■ PAGE EXTRACT:
________

Board Performance 1. Decide issues with respect to independence or conflicts of interests involving members of the board. 2. Take under consideration for action, as appropriate, any concern expressed by a board member regarding the performance of the board or any of its members. 3. Coordinate with the Chairman of the board and the chief executive officer an annual review with all board members on their perceptions of the performance and effectiveness of the board and solicit suggestions for improving board performance. Oversee the implementation of corrective measures. Report survey results and recommend action the Committee deems appropriate to the full board. Management Performance 1. Oversee the annual evaluation of management performance. Corporate Governance 1. Periodically review the Company’s Corporate Governance Guidelines and recommend to the board such changes as may be determined appropriate so as to reflect the responsibilities of the board and the manner in which the Company should be governed in compliance with best practices and applicable laws and regulations. 2. Regularly review issues and developments relating to corporate governance. 3. Periodically review the Company’s Policy Guide on Standards of Conduct and Ethics, Supplemental Standards of Conduct and Ethics, conflict of interest policies, insider trading policies, and business ethics policies and recommend to the board such changes as may be determined appropriate. 4. Consider proposed waivers of the Company’s Policy Guide on Standards of Conduct and Ethics and Supplemental Standards of Conduct and Ethics and, either as a Committee or together with the other independent directors (as directed by the board), determine and approve appropriate action. Business Risks 1. Consider and review with management, the independent auditor and the director of internal audit, and the vice president of risk management the adequacy, design, and operation of internal controls, including computerized information system controls. Review any significant changes in the company’s internal controls or in other factors that could significantly affect these controls and any special audit steps adopted in light of control deficiencies. 2. Discuss with management the company’s major risk exposures and the steps management has taken to monitor and control such exposures, including the company’s risk assessment and risk management policies. Review and discuss with management, the director of internal audit, the

vice president of risk management, and the independent auditor the company’s system of internal controls and policies relating to risk assessment and management. 3. Review annually the adequacy and costs of the company’s risk management program. Nominating and Corporate Governance Committee Performance 1. At least annually, conduct a self-assessment of Committee performance. 2. Monitor and guide the development and implementation of an appropriate orientation and training program for Committee members. 3. As necessary, recommend to the board investigations into any matters under the Committee’s cognizance. DURATION: 1. The Committee shall continue in existence on a permanent basis until dissolved by the board. MEMBERSHIP: 1. Committee membership shall consist of no more than five members, each of which shall be affirmatively determined by the board to be “independent” under the applicable provisions of the New York Stock Exchange listing standards. To the extent that each of the following directors satisfies the applicable independence requirements, the members of the Committee shall be: the Chair of the Company’s Board, the Vice Chair of the Company’s Board and the Chairs of the Personnel and Administrative Policy Committee, the Executive Compensation Committee, and the Finance and Audit Committee. 2. Vacancies may be filled or members removed by the vote of a majority of the full board. Committee members may resign by giving written notice to the board. A Committee member may resign Committee membership without resigning from the board, but a member shall cease automatically to be a member of the Committee upon either ceasing to be a member of the board or ceasing to satisfy the requirements for membership stated above. 3. Three members of the Committee shall constitute a quorum for the transaction of business. CHAIR: 1. The chair of this Committee shall be the chair of the board. In the event the chair is a member of management, the board shall elect the chair of this Committee from among its nonmanagement membership. The vice chair shall be appointed by the Nominating and Corporate Governance Committee subject to approval by the board. If the chair of this Committee is unable to attend a Committee meeting, the vice chair shall act as chair of the Committee.

________

■ RECORDED INFORMATION:
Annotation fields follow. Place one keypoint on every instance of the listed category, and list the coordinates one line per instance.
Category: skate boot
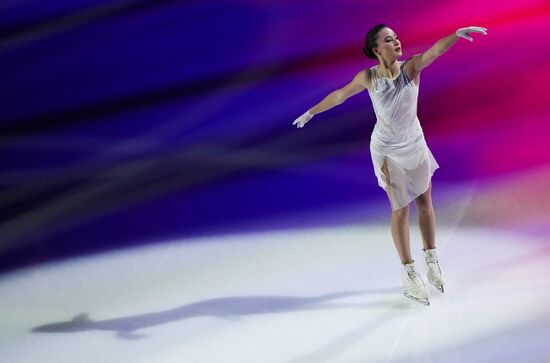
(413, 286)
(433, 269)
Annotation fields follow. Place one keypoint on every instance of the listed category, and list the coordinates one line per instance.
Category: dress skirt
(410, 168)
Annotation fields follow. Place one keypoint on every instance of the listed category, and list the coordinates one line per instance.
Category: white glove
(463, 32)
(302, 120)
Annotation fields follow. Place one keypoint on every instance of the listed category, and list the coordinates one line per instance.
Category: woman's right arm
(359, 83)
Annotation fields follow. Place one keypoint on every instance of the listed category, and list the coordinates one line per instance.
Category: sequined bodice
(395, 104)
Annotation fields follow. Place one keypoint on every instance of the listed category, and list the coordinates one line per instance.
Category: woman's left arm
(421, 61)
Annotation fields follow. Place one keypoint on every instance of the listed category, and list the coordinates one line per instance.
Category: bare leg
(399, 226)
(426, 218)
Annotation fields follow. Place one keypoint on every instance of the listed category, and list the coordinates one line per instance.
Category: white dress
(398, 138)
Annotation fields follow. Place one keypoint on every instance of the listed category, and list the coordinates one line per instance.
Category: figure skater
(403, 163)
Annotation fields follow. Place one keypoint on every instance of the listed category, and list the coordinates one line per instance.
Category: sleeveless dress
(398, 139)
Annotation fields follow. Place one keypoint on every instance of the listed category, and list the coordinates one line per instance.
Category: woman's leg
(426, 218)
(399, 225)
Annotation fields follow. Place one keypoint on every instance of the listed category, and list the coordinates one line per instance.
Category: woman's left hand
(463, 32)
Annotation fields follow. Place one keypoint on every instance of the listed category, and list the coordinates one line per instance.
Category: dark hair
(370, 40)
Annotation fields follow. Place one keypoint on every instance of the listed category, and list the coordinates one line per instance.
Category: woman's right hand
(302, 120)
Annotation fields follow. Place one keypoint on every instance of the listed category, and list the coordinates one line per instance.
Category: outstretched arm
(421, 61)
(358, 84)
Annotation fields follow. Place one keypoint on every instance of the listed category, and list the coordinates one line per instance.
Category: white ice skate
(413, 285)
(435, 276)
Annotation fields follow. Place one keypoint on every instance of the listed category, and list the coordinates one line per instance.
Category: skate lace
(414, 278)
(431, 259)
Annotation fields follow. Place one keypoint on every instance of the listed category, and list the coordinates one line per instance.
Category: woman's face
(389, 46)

________

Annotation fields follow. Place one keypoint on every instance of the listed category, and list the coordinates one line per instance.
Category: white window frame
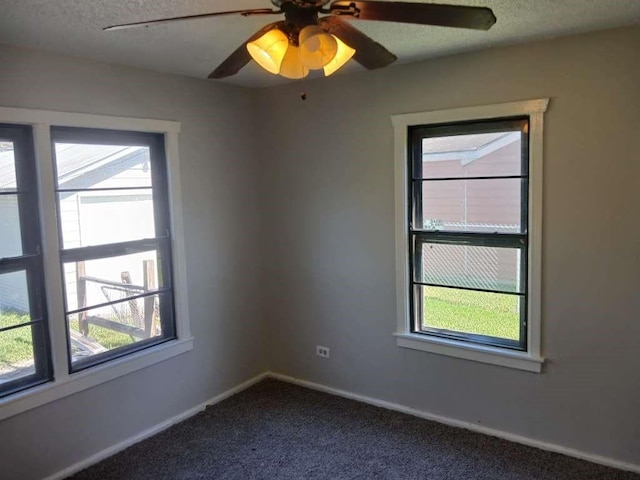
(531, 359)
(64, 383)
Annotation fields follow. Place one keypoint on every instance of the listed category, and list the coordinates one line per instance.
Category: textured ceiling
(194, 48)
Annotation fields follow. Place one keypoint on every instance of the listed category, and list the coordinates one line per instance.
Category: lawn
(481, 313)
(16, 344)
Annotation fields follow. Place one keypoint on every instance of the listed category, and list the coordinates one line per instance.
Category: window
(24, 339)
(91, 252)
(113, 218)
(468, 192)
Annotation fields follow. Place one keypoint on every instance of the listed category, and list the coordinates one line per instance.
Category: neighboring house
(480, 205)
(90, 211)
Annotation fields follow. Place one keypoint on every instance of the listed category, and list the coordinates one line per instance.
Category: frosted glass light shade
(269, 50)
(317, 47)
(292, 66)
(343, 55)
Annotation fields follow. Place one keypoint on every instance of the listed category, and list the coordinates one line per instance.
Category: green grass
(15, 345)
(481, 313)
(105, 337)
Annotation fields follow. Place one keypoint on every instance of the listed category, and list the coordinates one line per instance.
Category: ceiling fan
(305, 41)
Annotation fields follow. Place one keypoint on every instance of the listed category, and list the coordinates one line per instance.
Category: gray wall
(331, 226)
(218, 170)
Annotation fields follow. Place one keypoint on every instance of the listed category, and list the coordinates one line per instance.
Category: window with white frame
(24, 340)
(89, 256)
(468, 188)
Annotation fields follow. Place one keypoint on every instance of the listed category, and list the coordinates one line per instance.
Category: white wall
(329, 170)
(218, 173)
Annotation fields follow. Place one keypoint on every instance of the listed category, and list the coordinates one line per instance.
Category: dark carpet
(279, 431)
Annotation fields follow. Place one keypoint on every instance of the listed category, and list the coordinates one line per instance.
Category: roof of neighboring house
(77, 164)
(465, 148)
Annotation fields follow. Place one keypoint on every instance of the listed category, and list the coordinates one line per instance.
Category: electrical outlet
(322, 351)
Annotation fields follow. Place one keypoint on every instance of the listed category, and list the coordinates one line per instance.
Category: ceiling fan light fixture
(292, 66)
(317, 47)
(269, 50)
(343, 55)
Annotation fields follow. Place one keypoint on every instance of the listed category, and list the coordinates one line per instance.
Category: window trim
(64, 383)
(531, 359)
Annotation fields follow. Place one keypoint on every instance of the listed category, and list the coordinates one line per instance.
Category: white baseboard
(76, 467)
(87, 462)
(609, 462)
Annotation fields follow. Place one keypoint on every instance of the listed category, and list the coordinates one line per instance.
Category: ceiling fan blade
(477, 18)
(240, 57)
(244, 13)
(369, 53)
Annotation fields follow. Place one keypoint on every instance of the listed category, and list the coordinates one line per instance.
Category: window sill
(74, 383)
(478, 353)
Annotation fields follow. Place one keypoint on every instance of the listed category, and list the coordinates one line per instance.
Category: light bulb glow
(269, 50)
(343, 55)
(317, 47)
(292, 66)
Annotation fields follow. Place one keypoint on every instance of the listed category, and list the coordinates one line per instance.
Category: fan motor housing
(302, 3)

________

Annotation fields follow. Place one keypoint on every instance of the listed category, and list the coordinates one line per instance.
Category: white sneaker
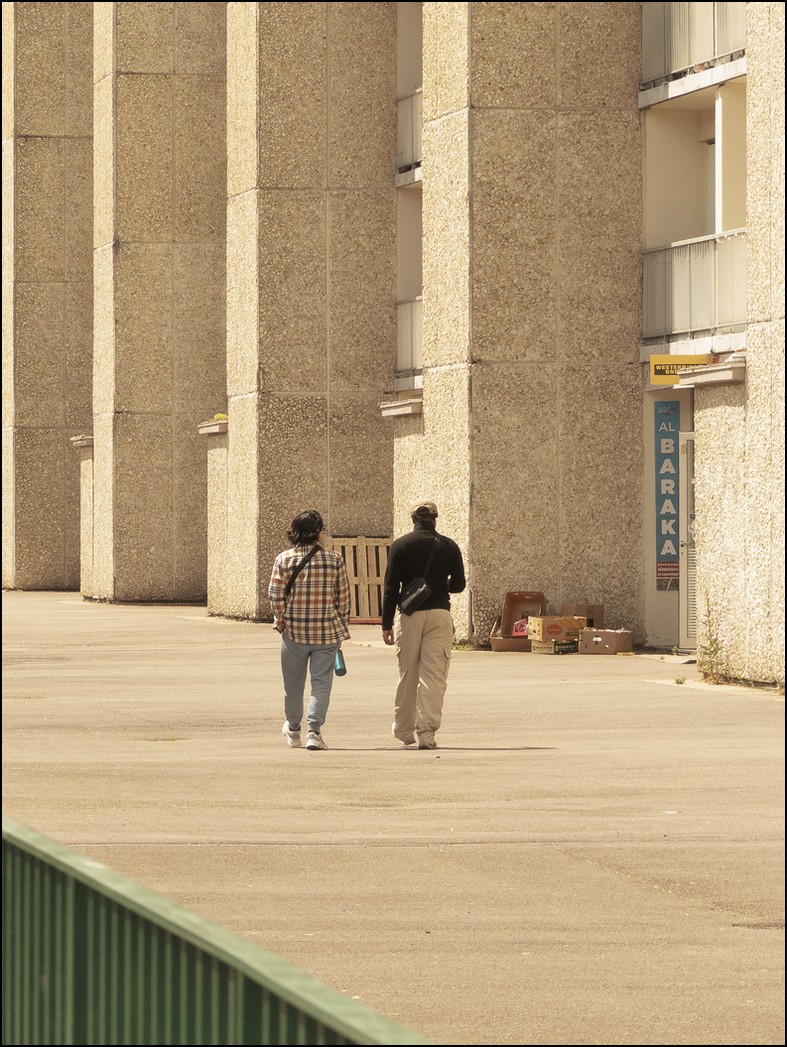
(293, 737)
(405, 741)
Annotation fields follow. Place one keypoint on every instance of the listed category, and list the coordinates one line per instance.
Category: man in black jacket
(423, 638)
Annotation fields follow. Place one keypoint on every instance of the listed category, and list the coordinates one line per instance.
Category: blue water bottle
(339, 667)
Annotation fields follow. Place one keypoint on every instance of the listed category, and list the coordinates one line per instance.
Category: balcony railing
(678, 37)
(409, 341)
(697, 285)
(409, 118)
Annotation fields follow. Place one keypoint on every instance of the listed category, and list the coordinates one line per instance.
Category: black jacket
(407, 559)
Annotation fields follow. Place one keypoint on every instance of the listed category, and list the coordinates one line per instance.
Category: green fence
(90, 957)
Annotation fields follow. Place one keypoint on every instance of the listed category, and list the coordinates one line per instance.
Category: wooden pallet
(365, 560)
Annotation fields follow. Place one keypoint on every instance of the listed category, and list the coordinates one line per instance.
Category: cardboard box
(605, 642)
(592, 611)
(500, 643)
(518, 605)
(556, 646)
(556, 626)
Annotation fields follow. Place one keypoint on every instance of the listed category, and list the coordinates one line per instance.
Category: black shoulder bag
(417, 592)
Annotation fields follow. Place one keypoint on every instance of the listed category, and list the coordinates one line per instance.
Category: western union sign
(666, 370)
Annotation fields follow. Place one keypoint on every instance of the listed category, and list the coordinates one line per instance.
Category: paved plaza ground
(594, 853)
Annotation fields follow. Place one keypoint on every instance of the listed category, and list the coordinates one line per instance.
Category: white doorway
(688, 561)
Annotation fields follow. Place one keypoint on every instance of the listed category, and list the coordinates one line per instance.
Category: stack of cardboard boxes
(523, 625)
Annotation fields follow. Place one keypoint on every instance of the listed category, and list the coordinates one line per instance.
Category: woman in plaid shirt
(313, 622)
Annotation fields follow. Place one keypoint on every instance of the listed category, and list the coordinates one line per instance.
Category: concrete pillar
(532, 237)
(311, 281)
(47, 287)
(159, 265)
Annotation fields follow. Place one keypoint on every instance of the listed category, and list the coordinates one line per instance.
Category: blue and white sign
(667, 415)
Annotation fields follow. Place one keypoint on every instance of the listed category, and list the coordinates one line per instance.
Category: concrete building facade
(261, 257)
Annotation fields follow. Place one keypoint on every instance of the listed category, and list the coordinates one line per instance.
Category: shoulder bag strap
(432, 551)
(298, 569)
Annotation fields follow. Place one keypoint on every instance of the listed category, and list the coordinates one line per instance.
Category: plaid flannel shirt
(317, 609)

________

■ SHORT PROBLEM A:
Rewrite the paragraph of the governance extract that begins "The chair of this Committee shall be the chair of the board" as a bulleted list that keeps its main facts.
■ SHORT PROBLEM B:
Locate every line in the records that contains the string "frame", and copy each of those lines.
The records are unrelated to the governance extract.

■ EXPECTED ANSWER A:
- The chair of the board serves as chair of the Committee.
- If that chair is a member of management, the board elects the Committee chair from the Committee's nonmanagement members.
- The Nominating and Corporate Governance Committee appoints the vice chair, subject to board approval.
- The vice chair acts as Committee chair when the chair cannot attend a Committee meeting.

■ EXPECTED ANSWER B:
Category: white window frame
Category: window with white frame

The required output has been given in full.